Start of Supplied data

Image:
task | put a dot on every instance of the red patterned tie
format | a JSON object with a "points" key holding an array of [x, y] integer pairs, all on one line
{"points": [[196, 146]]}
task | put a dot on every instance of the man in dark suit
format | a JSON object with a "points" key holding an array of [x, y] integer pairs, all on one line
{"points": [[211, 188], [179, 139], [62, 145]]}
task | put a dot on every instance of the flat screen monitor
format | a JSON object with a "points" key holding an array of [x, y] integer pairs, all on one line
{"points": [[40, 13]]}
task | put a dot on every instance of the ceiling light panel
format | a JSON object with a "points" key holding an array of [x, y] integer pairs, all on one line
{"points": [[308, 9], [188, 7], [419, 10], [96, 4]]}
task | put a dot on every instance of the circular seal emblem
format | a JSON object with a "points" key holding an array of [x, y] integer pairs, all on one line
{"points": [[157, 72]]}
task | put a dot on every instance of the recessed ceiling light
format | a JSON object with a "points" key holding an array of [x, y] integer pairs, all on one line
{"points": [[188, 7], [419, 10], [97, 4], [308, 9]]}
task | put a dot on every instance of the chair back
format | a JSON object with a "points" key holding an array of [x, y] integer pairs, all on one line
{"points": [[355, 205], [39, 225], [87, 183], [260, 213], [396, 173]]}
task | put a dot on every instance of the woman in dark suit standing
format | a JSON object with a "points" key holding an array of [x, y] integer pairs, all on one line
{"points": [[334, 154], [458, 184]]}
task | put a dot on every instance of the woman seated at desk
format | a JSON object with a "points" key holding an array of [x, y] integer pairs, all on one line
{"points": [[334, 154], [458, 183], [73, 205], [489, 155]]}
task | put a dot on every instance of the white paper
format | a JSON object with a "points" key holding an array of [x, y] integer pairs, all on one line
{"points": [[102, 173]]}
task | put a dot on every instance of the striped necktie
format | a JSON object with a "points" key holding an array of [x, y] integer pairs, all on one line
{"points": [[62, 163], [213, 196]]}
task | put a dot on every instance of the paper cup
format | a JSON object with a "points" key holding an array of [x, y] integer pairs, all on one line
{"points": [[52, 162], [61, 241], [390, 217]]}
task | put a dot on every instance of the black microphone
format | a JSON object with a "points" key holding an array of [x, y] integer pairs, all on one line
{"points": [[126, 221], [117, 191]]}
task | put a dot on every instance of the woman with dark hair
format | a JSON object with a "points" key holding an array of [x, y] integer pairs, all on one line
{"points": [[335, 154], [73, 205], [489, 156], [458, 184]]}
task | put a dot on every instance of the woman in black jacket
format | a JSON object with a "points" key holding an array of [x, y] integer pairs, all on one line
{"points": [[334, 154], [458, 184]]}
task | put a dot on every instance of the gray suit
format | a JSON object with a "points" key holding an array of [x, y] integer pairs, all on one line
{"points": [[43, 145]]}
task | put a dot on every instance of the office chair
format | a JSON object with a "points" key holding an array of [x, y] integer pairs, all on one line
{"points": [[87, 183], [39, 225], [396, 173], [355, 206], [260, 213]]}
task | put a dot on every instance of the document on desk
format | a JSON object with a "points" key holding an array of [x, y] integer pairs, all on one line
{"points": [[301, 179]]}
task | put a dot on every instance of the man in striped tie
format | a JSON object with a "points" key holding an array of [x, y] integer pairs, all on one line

End of Supplied data

* [Stated problem]: Repeat the records above in full, character for character.

* [Exercise solution]:
Image:
task | put a dot on every instance of the red patterned tie
format | a JSON object with a "points" key holding an array of [x, y] integer pairs, all on one line
{"points": [[196, 146]]}
task | put a dot on every instance of the man in dark suit
format | a JSON object with a "points" key holding an array of [x, y] integer pairs, all on one line
{"points": [[211, 188], [179, 139], [62, 145]]}
task | put a dot on every instance of the flat screen monitor
format | a JSON object with a "points" key holding an array of [x, y] integer pairs, all on one line
{"points": [[40, 13]]}
task | put a dot on every instance of the ceiling light panel
format | a JSON object with a "points" key holding an array of [x, y] integer pairs, all on one line
{"points": [[308, 9], [188, 7], [419, 10], [96, 4]]}
task | put a dot on every instance of the circular seal emblem
format | a JSON object with a "points" key holding an array of [x, y] integer pairs, all on one line
{"points": [[157, 72]]}
task | put a dot on every instance of the recessed ceiling light
format | a JSON object with a "points" key holding an array of [x, y] integer pairs, all on one line
{"points": [[188, 7], [419, 10], [97, 4], [308, 9]]}
task | put a dot on every instance of the chair back
format | a JSON object with a "points" key holding an array of [x, y] integer pairs, all on one line
{"points": [[355, 205], [39, 225], [87, 183], [260, 213], [396, 173]]}
task | put a dot on every instance of the woman in dark suit standing
format | a JSON object with a "points" key holding an array of [x, y] integer pairs, all on one line
{"points": [[334, 154], [458, 184]]}
task | put a dot on every instance of the woman seated at desk
format | a JSON object with a "points" key holding an array of [x, y] integer pairs, all on one line
{"points": [[334, 154], [458, 183], [73, 205], [489, 155]]}
task | put a dot on every instance of the white paper
format | a JSON object with a "points" key holding an array of [x, y] integer pairs, all on one line
{"points": [[102, 173]]}
task | put a dot on every instance of the striped necktie
format | a JSON object with a "points" key holding an array of [x, y] integer pairs, all on one line
{"points": [[62, 163], [213, 196]]}
task | put a dot on every instance of the paper cup
format | a JSON object with a "points" key holding an array of [x, y] integer pairs, all on one line
{"points": [[52, 162], [61, 241], [390, 217]]}
task | put a dot on every instance of the black microphone
format | a JSON object with a "points" key holding an array of [x, y] integer pairs, all on one line
{"points": [[126, 221], [117, 191]]}
task | put a dot on every instance of the woman with dark hair
format | a JSON object with a "points" key holding an array of [x, y] integer pairs, all on one line
{"points": [[335, 154], [73, 205], [489, 156], [458, 184]]}
task | put a dot on every instance of the woman in black jacket
format | a JSON object with a "points" key holding an array of [x, y] integer pairs, all on one line
{"points": [[334, 154], [458, 184]]}
task | put a dot on every instance of the gray suit
format | a JSON object with a "points" key holding an array of [x, y] integer pairs, all on one line
{"points": [[43, 145]]}
task | put a dot on every instance of the office chair
format | a JSON object with a "points" key holding an array of [x, y] integer pairs, all on one line
{"points": [[87, 183], [39, 225], [396, 173], [355, 206], [260, 213]]}
task | put a dot on every instance of the document on desk
format | a JSON object with a "points" key holding an array of [x, y] integer pairs, all on one line
{"points": [[301, 179]]}
task | put a dot on every instance of the man in striped tie
format | a JSON object with a "points" key holding an array of [x, y] integer pairs, all on one line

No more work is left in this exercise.